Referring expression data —
▼

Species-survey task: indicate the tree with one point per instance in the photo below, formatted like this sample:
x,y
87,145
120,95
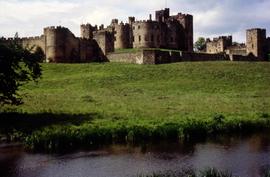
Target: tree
x,y
200,44
17,67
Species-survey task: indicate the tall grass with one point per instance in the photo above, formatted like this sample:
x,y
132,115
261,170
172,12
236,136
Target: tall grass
x,y
209,172
135,103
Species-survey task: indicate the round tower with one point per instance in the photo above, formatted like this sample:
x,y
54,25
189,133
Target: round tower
x,y
55,39
147,34
122,36
87,31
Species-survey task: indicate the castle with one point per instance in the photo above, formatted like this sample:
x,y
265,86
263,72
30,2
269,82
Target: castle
x,y
59,44
174,32
257,45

▲

Exercise — Lines containing the word "point": copy every one of them from the records above.

Solution to this problem —
Species-survey task: indicate the tree with one point per instance in the photo below, formatted like this sample:
Species-survey task: indicate the tall grass with one point per instance in the photo above, formatted like this sample:
Species-survey task: indicate the round tower with one point per instance in the photo above, formatted like this sample:
Species-survey task: indicate the castle with one point per instance in the photo above, formatted like this sample:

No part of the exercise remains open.